> Listed records:

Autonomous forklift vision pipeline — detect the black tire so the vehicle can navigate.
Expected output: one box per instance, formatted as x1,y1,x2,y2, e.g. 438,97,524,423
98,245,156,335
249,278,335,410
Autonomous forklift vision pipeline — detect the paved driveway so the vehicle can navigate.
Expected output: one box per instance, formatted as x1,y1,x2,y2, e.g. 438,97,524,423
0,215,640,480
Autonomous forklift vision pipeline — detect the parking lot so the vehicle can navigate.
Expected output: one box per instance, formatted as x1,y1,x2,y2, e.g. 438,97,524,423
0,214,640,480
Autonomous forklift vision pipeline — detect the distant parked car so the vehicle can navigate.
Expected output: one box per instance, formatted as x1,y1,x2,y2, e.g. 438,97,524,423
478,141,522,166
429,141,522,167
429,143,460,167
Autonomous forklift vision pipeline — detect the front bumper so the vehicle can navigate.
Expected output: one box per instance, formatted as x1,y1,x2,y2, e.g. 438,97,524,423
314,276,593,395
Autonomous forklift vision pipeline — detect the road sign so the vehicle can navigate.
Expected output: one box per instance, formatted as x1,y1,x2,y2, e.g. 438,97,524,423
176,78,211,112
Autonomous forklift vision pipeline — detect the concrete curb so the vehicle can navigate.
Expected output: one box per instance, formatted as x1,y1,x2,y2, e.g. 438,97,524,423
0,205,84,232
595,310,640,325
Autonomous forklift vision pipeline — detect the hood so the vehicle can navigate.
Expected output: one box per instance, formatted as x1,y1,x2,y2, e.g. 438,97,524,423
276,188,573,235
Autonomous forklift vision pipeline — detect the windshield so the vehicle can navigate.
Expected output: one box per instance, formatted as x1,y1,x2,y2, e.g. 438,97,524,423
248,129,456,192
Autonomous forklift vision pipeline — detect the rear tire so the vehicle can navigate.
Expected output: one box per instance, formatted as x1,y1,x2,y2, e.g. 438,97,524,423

> Objective: Please reproduce all of the material above, word for word.

> Solution to the problem:
Autonomous forklift vision pipeline — detect the black tire so the vehicle can navigate.
Expected output: one box per instance, formatted as x1,y1,x2,y2, e.g. 438,97,524,423
98,245,156,335
249,278,335,410
Autonomous forklift vision pipeline — detect the paved driveway so the vehicle can navigate.
Expected output: one box per instance, formatted as x1,y1,x2,y2, e.g. 438,97,524,423
0,215,640,480
Autonomous forklift vision pipeline — detect the parking lot so the vehicle can navigate.
Expected output: one box per instance, formatted as x1,y1,x2,y2, e.g. 438,97,524,423
0,214,640,480
Autonomous forklift vision pipeline — detect the distant parked car so the vehicle can navigate.
Expected output: one box per instance, formatted as x1,y1,x2,y2, e.g. 438,97,524,423
478,141,522,166
429,141,522,167
429,143,460,167
Autonomous forklift vision pipeline — detect the front bumper so the vehicle can navigate.
Expected output: one box per instance, formatted as x1,y1,x2,y2, e.g. 438,97,524,423
314,276,593,395
Autonomous forklift vision pipeline — detect the road sign so the vehicle can navigate.
Expected output: one box per instance, formatted as x1,y1,x2,y2, e.g. 438,97,524,423
176,78,211,112
Autonomous forklift vision pipeline — detect the concrete curb so the vehicle can navigate.
Expected output: one box per instance, formatted as x1,y1,x2,y2, e.g. 438,97,524,423
0,205,84,232
595,310,640,325
Autonomous forklift vision pipeline — detect the hood so the vehicle can navigate.
Expected output: one box per instance, formatted as x1,y1,x2,y2, e.g. 438,97,524,423
276,188,573,235
Autonomous forklift vision pipeline — detect the windshield so the vehicle can navigate.
Expected output: one box per instance, formatted as x1,y1,x2,y2, e.g. 438,97,524,423
248,129,456,192
Autonomous forklift vision pipeline — detect the rear tire so the vehicle can navigate.
Expected output: one box per instance, formatted as x1,y1,x2,y2, e.g. 438,97,524,423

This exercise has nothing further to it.